— START OF Page excerpt —

One of the most interesting of California’s pioneer women was the late Mrs. Deborah K. Crittenden, who lived in California nearly sixty-seven years and who died at San Francisco, March 14, 1920, aged ninety-four years and eight months.

She was born at Waterloo, Seneca County, New York, in 1825. Her father, John Scott, was a graduate of Princeton College, served with the rank of captain in the War of 1812, and he and his family were people of substantial position in business and social affairs. Mrs. Crittenden, therefore, was a real daughter of the Society of the Daughters of 1812. A few years before her death she was made an honorary member of the National Society Daughters of 1812, United States of America.

Mrs. Crittenden’s maternal grandfather, Joseph Lambert, a Quaker, was a close friend of George Washington, and gave much money and other supplies to the soldiers of the Revolution. Lambertsville, New Jersey, was named in his honor. Washington’s headquarters were at the mansion of this sterling patriot the night before he crossed the Delaware. Also in the maternal line Mrs. Crittenden was a grand niece of Commodore Doughty Stockton, in whose honor the City of Stockton, California, was named.

— END OF Page excerpt —

Brief: In the text about Deborah K. Crittenden, where was she born?

— START OF Listed entries —

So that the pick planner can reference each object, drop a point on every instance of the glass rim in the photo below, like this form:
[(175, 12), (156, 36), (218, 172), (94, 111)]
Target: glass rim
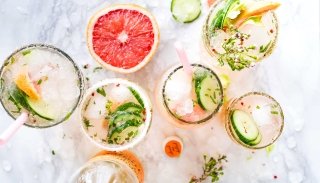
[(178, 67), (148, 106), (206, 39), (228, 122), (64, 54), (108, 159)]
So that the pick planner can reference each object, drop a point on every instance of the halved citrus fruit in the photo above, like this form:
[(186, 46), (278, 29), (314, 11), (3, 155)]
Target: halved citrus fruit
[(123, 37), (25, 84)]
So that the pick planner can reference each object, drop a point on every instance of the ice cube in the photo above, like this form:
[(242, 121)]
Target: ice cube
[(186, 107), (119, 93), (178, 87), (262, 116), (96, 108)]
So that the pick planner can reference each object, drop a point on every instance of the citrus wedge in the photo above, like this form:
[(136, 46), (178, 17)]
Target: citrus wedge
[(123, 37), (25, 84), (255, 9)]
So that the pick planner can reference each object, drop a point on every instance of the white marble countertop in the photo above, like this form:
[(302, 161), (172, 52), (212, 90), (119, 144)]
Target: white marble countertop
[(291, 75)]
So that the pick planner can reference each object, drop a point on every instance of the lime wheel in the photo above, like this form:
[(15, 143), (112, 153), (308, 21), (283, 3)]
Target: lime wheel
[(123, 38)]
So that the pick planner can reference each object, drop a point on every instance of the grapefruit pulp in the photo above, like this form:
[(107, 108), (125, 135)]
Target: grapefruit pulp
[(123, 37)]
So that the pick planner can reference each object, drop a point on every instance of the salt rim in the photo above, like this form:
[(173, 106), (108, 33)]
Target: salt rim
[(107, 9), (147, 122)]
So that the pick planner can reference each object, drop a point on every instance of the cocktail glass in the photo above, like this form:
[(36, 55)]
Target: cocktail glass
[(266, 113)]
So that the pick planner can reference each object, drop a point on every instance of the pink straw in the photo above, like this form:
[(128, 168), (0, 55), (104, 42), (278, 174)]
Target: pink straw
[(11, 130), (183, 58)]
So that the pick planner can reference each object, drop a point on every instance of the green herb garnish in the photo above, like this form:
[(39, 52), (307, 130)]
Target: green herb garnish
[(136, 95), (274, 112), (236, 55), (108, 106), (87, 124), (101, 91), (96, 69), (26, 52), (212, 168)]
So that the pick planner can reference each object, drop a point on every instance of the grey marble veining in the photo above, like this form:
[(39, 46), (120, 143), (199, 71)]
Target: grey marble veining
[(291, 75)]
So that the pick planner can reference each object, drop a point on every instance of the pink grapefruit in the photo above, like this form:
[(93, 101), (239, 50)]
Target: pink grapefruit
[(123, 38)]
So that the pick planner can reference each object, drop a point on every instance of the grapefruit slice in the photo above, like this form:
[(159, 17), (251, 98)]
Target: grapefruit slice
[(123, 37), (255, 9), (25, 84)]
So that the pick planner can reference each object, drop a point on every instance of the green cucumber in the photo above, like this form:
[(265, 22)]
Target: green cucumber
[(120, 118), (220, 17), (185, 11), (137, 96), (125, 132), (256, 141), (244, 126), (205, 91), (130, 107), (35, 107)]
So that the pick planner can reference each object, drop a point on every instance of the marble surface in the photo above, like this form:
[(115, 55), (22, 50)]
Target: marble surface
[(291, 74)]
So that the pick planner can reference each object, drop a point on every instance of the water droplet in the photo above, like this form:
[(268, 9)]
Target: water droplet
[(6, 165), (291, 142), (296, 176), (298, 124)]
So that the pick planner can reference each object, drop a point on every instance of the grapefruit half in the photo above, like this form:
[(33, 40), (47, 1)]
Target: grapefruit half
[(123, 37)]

— END OF Listed entries —
— START OF Listed entries —

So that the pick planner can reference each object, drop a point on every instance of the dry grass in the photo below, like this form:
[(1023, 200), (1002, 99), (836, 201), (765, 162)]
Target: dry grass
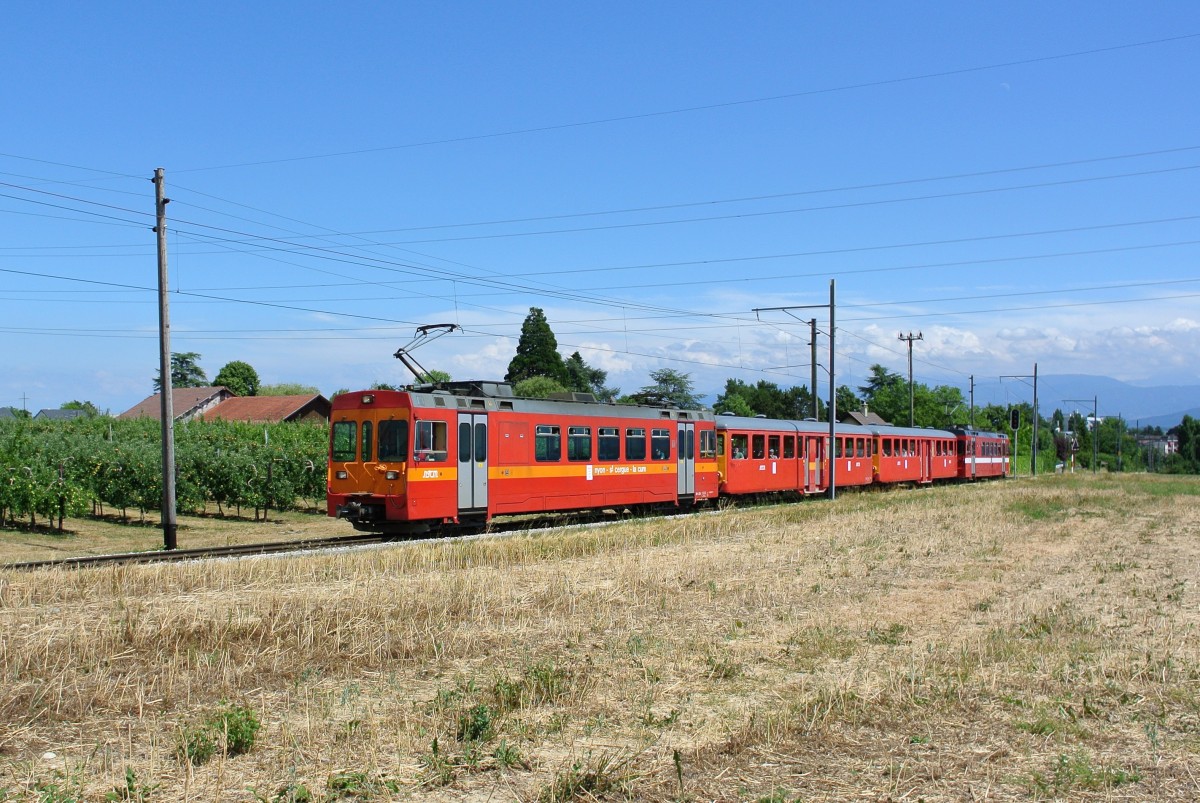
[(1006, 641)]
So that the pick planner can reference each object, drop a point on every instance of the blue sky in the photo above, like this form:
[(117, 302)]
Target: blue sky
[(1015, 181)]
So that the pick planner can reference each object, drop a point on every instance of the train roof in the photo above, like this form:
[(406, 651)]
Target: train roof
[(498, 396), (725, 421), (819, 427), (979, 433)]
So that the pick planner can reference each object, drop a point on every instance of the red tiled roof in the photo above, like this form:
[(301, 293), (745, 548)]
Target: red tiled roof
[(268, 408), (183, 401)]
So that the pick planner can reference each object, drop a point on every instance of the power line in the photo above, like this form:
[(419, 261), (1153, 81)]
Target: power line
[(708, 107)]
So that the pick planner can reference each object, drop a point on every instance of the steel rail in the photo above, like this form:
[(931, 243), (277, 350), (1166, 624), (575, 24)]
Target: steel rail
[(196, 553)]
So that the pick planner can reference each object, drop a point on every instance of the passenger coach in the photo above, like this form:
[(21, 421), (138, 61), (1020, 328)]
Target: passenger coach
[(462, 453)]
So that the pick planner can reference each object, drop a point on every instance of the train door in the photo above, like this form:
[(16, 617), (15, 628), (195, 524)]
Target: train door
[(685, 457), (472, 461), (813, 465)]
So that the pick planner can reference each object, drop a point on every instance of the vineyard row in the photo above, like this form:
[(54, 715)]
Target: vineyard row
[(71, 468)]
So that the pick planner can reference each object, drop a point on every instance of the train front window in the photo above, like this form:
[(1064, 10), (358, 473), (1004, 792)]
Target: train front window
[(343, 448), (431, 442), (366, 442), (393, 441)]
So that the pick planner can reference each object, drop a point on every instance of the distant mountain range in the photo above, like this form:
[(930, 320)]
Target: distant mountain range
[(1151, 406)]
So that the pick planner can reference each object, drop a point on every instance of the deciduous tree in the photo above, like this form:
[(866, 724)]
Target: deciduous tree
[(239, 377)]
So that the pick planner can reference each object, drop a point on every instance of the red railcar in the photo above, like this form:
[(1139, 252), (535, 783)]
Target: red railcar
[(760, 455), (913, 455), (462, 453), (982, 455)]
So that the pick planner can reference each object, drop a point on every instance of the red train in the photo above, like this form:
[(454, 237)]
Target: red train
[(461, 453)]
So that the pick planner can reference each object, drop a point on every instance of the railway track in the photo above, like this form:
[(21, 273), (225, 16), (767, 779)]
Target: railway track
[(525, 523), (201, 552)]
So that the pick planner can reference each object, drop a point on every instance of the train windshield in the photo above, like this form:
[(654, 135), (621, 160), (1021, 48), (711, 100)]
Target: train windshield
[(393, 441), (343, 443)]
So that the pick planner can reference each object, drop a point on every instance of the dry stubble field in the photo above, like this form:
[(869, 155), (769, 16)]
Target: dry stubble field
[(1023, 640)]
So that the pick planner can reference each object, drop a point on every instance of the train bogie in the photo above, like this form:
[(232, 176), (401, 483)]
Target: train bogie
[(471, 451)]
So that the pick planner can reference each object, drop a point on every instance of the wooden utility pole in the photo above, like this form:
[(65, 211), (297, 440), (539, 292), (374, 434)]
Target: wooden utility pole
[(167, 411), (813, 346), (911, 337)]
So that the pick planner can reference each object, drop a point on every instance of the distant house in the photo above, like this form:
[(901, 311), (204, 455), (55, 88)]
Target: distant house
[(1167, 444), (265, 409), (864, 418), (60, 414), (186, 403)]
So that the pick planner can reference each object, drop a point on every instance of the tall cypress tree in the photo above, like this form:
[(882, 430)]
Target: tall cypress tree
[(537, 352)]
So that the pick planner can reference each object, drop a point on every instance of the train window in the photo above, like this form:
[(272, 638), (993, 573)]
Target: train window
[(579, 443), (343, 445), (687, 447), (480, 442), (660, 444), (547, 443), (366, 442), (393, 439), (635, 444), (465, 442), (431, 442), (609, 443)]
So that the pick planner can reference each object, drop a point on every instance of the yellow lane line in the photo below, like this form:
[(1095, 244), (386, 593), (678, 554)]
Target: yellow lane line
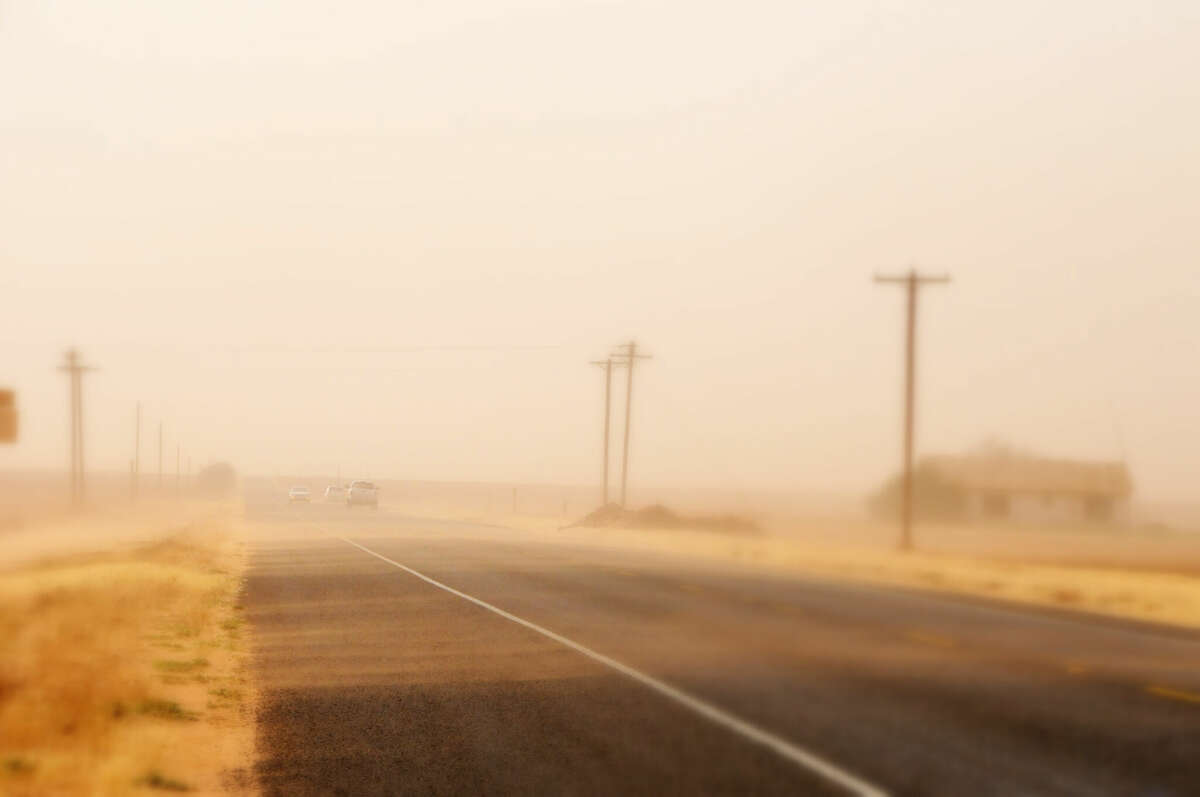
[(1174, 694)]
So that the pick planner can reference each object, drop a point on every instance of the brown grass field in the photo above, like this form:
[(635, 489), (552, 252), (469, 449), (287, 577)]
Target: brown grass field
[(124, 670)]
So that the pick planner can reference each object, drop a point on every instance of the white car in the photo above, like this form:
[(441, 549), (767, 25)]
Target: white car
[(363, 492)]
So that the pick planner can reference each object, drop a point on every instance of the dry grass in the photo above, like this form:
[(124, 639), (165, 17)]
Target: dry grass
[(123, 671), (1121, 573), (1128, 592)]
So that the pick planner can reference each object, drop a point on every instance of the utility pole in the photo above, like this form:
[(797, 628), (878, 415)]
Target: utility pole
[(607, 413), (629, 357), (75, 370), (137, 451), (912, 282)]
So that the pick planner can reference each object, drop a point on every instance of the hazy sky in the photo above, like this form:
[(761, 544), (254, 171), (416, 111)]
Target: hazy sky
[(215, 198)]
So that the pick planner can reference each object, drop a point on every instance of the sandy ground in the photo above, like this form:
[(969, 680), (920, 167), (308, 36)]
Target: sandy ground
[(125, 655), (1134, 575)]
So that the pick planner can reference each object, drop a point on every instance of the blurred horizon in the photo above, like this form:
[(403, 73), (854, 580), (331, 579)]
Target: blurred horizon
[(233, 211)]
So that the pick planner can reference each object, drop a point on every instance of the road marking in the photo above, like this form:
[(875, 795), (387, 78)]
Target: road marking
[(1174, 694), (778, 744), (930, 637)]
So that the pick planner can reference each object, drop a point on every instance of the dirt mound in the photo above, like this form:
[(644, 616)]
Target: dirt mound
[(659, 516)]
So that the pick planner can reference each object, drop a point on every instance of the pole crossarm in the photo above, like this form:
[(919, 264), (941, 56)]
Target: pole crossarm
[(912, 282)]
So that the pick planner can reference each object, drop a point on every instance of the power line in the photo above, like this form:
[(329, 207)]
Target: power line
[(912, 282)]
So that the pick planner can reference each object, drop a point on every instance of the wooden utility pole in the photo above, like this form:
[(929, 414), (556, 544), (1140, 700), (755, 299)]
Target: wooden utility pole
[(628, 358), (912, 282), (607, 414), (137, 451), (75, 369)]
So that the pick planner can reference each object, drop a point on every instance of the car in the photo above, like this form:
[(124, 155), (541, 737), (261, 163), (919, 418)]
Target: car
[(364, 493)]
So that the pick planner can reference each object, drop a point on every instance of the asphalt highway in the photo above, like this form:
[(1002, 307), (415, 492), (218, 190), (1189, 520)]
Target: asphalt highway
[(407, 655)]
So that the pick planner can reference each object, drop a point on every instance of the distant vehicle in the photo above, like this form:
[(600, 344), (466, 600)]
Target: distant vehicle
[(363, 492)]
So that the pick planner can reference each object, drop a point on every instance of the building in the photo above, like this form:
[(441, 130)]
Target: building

— END OF Listed entries —
— START OF Listed entries —

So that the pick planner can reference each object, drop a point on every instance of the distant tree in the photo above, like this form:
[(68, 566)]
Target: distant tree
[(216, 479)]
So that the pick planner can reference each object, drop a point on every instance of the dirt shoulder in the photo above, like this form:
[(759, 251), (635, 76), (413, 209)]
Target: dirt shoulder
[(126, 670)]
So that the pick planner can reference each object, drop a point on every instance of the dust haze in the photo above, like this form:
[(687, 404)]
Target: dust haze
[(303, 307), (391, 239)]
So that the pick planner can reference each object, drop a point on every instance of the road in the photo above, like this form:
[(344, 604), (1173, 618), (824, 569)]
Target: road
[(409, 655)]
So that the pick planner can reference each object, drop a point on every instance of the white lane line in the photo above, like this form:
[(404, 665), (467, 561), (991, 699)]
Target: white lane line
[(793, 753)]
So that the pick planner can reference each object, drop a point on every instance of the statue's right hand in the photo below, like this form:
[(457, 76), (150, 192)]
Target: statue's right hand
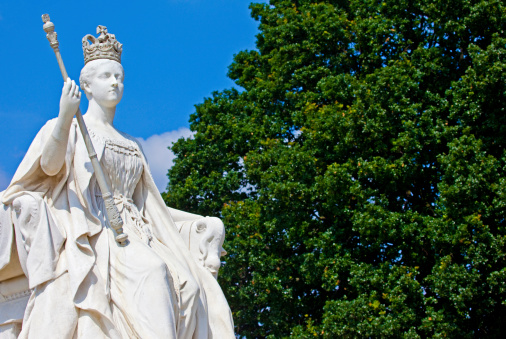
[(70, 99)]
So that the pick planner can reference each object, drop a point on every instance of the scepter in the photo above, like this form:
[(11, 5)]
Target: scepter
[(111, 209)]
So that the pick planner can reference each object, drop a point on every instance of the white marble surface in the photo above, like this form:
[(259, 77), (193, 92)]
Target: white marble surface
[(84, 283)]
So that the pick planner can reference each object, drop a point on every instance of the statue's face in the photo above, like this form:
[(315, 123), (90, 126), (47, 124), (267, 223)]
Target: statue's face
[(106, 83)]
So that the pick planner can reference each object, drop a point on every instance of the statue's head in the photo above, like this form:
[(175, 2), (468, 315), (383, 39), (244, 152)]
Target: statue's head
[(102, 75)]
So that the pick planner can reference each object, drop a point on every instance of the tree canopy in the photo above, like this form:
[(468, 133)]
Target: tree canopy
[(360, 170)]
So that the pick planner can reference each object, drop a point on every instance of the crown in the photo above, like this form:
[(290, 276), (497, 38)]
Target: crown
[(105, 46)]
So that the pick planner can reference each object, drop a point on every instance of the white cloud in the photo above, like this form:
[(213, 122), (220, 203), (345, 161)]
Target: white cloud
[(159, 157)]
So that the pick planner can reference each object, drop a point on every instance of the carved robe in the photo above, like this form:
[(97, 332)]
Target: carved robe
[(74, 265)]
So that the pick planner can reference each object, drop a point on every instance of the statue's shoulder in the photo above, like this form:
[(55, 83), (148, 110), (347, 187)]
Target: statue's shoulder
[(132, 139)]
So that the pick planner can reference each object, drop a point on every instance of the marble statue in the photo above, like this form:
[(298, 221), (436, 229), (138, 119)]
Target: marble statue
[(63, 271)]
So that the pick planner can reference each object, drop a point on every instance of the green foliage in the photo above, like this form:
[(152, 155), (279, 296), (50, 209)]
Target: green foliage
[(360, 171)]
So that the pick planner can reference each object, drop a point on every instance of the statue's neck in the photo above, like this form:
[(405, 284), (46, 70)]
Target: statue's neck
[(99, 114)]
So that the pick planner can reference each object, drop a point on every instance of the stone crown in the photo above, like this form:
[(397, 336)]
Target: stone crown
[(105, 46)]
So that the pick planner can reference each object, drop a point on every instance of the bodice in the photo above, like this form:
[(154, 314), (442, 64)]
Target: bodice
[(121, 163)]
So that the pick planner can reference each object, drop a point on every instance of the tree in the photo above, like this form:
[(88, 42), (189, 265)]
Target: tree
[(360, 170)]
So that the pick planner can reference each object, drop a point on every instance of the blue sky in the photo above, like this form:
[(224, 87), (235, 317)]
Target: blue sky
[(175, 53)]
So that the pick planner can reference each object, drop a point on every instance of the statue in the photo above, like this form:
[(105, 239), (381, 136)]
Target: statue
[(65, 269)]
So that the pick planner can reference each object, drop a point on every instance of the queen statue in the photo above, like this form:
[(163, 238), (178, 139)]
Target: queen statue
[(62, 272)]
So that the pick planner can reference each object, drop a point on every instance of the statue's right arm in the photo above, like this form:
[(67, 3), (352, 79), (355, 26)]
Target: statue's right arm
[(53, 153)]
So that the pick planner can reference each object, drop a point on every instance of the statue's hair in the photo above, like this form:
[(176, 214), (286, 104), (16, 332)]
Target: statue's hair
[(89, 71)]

— END OF Listed entries —

Reply to the exercise: Waterloo, Seneca County, New York